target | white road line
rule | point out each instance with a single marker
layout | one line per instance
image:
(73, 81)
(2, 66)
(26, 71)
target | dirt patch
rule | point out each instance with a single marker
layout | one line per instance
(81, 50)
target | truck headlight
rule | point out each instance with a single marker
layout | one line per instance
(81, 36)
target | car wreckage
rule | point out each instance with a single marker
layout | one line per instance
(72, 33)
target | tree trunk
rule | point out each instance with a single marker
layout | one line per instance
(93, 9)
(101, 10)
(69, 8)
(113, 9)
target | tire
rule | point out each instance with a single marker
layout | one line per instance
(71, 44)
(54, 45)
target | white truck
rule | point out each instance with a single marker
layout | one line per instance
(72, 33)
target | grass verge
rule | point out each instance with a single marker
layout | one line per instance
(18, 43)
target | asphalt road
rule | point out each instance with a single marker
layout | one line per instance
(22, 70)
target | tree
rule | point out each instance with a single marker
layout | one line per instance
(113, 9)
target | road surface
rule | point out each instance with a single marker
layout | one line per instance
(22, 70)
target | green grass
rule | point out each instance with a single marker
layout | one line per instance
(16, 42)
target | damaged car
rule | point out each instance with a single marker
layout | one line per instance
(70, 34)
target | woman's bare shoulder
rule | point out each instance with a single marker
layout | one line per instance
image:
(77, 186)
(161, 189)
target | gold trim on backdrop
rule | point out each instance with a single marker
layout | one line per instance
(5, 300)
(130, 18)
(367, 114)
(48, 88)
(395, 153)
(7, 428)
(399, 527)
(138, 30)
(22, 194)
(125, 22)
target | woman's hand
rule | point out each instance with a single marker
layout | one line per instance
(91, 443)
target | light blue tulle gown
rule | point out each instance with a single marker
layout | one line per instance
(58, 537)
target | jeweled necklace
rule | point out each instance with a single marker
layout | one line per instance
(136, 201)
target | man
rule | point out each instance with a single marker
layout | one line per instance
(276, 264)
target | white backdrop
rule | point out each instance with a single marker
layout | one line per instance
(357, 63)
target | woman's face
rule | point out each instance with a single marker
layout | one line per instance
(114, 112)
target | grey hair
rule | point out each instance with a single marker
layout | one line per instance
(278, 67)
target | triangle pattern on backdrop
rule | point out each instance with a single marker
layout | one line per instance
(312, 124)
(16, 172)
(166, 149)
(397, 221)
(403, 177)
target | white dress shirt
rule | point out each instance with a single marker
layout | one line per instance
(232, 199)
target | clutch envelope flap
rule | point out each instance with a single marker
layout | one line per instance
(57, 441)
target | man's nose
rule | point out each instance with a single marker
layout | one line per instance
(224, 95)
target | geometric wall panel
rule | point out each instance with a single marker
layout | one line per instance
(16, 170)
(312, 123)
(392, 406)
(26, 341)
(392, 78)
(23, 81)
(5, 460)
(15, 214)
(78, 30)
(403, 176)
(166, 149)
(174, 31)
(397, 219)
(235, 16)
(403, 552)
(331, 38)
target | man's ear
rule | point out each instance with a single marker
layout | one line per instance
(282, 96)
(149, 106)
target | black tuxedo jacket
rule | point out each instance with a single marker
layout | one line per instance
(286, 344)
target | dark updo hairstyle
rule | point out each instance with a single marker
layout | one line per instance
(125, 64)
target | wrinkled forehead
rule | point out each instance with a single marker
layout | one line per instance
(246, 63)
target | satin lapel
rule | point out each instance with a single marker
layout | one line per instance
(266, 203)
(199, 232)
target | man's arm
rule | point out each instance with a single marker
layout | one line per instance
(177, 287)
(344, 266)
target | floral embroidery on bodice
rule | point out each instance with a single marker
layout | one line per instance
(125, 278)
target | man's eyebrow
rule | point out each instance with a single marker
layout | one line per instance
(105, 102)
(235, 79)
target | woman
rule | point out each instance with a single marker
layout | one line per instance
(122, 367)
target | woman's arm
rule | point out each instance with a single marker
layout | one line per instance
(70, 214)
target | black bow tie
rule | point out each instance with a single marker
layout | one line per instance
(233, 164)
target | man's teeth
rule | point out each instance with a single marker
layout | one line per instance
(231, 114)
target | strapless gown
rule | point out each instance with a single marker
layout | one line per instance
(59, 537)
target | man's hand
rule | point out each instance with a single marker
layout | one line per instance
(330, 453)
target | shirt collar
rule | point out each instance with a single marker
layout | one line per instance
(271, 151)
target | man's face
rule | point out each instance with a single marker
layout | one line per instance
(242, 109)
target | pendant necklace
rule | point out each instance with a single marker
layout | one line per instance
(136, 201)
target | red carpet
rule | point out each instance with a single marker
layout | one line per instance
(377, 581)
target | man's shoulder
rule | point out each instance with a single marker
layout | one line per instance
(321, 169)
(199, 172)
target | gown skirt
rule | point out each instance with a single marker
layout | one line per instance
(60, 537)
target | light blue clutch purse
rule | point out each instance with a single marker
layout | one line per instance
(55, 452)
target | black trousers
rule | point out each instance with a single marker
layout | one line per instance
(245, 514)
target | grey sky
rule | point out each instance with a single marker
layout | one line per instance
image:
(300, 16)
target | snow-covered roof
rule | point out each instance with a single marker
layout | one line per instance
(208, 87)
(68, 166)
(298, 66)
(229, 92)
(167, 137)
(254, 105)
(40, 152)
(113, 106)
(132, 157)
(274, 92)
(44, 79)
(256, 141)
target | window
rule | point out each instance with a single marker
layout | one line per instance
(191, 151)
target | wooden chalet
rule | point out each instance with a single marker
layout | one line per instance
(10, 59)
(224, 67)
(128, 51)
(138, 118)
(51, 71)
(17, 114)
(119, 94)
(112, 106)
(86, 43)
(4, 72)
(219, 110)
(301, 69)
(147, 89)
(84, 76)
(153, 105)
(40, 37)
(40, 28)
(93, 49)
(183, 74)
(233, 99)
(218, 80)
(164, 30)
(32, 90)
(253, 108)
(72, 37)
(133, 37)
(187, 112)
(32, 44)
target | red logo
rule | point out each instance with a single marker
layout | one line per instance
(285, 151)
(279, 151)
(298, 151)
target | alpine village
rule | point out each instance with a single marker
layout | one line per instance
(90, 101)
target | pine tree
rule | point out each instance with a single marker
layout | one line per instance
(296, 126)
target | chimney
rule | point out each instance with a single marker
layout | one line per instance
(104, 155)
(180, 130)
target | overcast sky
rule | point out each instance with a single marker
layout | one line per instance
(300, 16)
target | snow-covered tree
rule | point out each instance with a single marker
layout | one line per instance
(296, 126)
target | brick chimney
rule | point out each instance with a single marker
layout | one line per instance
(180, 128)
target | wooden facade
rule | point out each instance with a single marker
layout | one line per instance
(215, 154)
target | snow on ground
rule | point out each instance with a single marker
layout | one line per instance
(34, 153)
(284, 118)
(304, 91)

◆ ◆ ◆ ◆ ◆

Exercise brief:
Reproduce exactly the lines from the one containing "target | red logo" through the last line of the records above, including both, and nothing else.

Solution:
target | red logo
rule | point out each instance with a single marker
layout | one line per instance
(285, 151)
(279, 151)
(298, 151)
target | alpine village
rule | point out each instance with a single marker
layout | one line per instance
(90, 101)
target | pine tree
rule | point out each instance with a single marker
layout | one line per instance
(296, 126)
target | chimney
rule | point out each instance with a single marker
layout | one line per instance
(104, 155)
(180, 130)
target | overcast sky
rule | point out each instance with a single marker
layout | one line per instance
(300, 16)
target | snow-covered tree
rule | point out each instance with a single marker
layout | one line per instance
(296, 126)
target | brick chimney
rule | point out each instance with a single marker
layout | one line per instance
(180, 128)
target | wooden facade
rule | point out each instance with a single marker
layout | one line per instance
(215, 154)
target | snow on ground
rule | point out each instance with a single marker
layout | one line per instance
(34, 153)
(284, 118)
(304, 91)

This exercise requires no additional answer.